◆ **What to produce**: The expected answer is a copy of every line in the listing that has the word "below".

◆ **Input material**:
════

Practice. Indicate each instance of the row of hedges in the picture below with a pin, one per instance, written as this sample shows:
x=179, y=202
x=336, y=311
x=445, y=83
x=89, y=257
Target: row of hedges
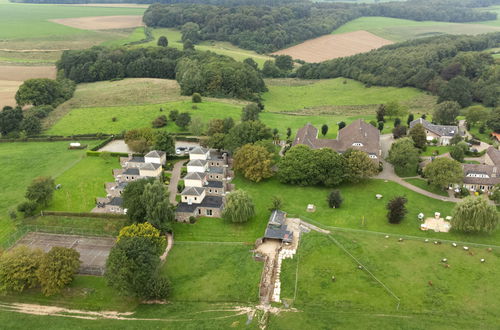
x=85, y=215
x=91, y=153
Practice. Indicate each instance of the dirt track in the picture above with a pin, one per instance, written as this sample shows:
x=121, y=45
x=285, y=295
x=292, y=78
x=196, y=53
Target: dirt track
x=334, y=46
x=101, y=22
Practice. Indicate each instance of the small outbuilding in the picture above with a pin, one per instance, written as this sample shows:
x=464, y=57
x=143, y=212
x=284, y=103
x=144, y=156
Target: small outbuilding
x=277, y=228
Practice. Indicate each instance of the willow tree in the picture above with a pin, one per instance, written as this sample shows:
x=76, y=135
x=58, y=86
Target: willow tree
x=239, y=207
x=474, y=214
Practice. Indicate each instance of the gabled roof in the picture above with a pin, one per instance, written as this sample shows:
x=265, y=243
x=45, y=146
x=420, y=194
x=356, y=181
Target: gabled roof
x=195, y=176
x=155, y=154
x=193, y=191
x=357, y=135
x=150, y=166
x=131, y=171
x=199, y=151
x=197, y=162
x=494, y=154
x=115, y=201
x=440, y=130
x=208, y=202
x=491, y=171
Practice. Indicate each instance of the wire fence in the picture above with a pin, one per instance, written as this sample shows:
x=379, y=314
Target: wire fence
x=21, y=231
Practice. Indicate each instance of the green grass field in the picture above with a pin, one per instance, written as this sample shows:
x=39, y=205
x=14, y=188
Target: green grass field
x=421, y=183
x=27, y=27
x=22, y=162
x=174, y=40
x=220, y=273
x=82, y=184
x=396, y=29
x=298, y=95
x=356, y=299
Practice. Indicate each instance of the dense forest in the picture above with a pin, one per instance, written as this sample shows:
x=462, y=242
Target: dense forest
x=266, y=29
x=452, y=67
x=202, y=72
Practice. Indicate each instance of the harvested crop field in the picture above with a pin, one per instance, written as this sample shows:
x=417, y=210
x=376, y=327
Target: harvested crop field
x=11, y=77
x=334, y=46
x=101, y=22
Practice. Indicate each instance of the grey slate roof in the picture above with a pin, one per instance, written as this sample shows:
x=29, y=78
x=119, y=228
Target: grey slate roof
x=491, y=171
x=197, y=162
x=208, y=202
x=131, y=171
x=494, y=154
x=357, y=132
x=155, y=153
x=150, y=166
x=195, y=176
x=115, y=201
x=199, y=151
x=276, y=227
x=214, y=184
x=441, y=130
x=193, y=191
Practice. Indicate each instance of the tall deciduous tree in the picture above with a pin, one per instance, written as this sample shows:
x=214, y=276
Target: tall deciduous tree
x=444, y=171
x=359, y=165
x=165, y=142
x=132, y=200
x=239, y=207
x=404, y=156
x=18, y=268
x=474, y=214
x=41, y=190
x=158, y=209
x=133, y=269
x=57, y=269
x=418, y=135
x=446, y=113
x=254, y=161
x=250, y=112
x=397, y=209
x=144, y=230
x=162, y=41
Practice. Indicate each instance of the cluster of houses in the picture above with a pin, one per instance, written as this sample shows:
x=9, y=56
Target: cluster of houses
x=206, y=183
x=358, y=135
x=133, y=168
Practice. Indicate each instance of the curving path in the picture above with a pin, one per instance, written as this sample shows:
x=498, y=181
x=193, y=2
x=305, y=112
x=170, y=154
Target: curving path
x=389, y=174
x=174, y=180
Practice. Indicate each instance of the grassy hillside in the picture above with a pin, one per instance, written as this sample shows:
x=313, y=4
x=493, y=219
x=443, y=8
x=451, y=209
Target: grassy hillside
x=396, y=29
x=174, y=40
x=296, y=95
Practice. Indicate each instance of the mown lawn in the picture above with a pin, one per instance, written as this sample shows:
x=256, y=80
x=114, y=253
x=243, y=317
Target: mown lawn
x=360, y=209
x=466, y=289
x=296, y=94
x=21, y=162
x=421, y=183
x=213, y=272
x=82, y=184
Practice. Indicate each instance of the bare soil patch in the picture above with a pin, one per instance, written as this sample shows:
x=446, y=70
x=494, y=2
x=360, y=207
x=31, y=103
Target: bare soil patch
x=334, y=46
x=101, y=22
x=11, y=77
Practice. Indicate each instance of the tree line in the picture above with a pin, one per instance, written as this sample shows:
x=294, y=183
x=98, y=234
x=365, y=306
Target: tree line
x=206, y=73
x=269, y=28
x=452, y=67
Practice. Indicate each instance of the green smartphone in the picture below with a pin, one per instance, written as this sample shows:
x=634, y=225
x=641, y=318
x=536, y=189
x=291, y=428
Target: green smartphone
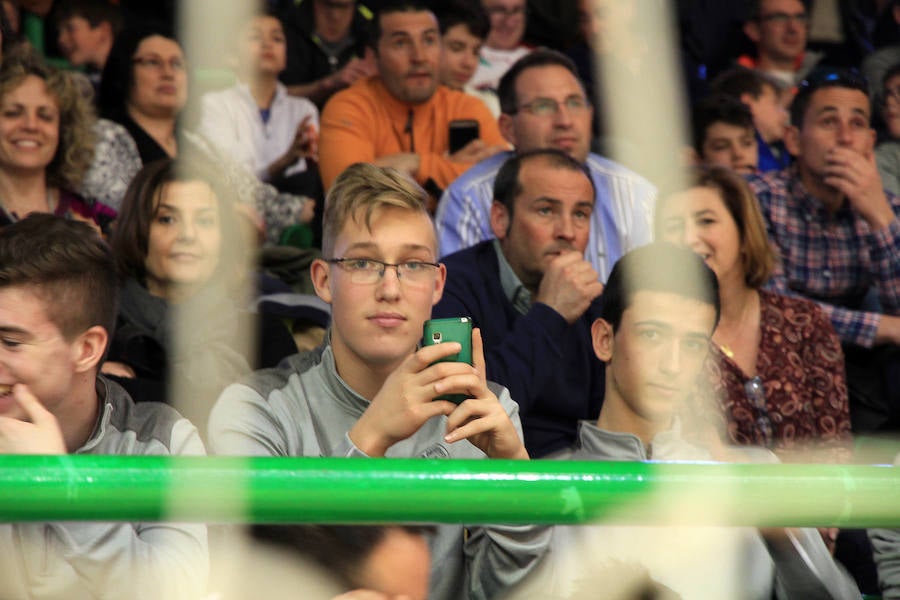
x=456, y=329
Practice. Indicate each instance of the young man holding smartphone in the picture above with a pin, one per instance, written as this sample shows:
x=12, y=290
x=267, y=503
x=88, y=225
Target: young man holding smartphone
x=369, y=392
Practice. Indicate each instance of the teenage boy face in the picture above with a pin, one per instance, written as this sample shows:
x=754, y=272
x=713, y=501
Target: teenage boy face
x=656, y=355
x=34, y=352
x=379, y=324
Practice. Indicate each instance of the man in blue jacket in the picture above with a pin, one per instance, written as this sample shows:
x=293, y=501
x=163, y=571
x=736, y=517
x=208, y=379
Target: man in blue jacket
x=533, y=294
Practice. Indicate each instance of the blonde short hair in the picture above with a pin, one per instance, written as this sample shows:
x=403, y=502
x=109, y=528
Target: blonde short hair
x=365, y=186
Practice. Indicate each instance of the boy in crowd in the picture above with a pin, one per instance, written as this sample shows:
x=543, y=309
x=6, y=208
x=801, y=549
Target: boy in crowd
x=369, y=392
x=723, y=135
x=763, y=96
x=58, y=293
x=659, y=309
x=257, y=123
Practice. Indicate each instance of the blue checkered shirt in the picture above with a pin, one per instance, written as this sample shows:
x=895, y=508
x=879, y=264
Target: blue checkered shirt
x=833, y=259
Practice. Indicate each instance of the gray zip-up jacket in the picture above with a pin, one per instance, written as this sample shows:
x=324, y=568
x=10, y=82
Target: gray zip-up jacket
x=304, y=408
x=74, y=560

════

◆ **Answer for the task**:
Practice. Indicate each instance of the row of hedges in the picture below with a pin, one per instance, written as this sample shows:
Practice. Indicate each instance of the green smartphone in the picture below with a pin, one per instance, written as this sample shows:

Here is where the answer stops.